··· INFORMATION SHOWN ···

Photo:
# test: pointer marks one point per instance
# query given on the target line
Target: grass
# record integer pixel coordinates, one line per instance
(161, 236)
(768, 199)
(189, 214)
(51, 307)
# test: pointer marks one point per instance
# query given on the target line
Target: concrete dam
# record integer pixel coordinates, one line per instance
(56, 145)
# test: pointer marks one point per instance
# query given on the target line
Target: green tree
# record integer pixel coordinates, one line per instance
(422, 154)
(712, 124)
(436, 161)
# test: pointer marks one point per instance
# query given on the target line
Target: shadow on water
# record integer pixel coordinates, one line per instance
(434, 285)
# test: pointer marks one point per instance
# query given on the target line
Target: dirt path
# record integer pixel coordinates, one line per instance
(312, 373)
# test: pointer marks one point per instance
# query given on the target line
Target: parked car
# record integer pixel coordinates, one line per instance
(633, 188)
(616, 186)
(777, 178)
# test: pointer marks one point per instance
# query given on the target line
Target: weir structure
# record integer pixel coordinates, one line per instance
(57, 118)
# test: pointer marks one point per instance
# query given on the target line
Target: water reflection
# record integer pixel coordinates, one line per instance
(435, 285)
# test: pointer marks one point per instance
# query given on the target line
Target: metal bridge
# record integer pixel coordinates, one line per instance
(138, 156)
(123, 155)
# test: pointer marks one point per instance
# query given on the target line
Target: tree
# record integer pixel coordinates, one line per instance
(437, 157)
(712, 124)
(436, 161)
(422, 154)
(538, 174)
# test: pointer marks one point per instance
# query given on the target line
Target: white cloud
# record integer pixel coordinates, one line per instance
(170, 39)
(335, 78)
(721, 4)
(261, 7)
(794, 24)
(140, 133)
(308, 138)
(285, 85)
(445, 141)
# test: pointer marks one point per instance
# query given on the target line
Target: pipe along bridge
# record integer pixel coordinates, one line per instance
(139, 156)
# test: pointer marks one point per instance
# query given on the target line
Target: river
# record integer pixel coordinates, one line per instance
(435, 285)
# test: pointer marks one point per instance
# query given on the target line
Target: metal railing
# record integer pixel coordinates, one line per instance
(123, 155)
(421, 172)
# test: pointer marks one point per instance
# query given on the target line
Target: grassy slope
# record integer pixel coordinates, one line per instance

···

▸ **EXERCISE GOAL**
Please output the complete listing without any alteration.

▸ **THE ANSWER**
Photo:
# test: pointer marks one point per instance
# query given on the target line
Target: grass
# record integer pixel coordinates, one line per instance
(161, 236)
(768, 199)
(189, 214)
(51, 307)
# test: pointer marks one point per instance
# query given on the target line
Target: concrete dam
# record integer pixel coordinates, one line per instance
(56, 145)
# test: pointer marks one point per instance
# query given on the target line
Target: green tree
# record integer pixel coordinates, one line per instance
(422, 154)
(712, 124)
(436, 161)
# test: pointer marks one point per instance
# query given on the target line
Target: shadow on water
# record integer pixel coordinates, one line per instance
(434, 285)
# test: pointer marks one point per instance
# query given on the target line
Target: dirt path
# record integer pixel coordinates, one line per instance
(312, 373)
# test: pointer marks one point per instance
# query given on the target line
Target: parked car
# record integer pixel coordinates, one line per instance
(633, 188)
(616, 186)
(777, 178)
# test: pointer marks one point per instance
# query given on the target line
Target: weir structure
# record integer pixel coordinates, one line per instance
(57, 118)
# test: pointer marks one point per instance
# query given on the target line
Target: water reflection
# record integer pixel coordinates, one line per instance
(435, 285)
# test: pointer marks one point per instance
# query given on the target line
Target: metal bridge
# record integer pixel coordinates, one line per instance
(138, 156)
(123, 155)
# test: pointer marks one point per instance
# query given on the target line
Target: tree
# record integer pixel coordinates, one line per instance
(437, 157)
(712, 124)
(436, 161)
(422, 154)
(538, 174)
# test: pointer marks one point per instance
# query given on the target line
Target: white cloud
# record integer pixel coordinates, one line per instance
(170, 39)
(335, 78)
(721, 4)
(261, 7)
(794, 24)
(140, 133)
(308, 138)
(285, 85)
(445, 141)
# test: pointer marks one point per instance
# query given on the target line
Target: pipe along bridge
# record integer pixel coordinates, one line per instance
(139, 156)
# test: pointer marks one point per instance
# query given on the target line
Target: river
# record integer pixel coordinates, one line per instance
(435, 285)
# test: pointer marks one point per instance
# query given on the target line
Target: metal railing
# record integer pixel coordinates, one line per instance
(123, 155)
(421, 172)
# test: pointer marks one point per instance
# query given on the target line
Target: grassy slope
# record integer pixel coordinates, one line per instance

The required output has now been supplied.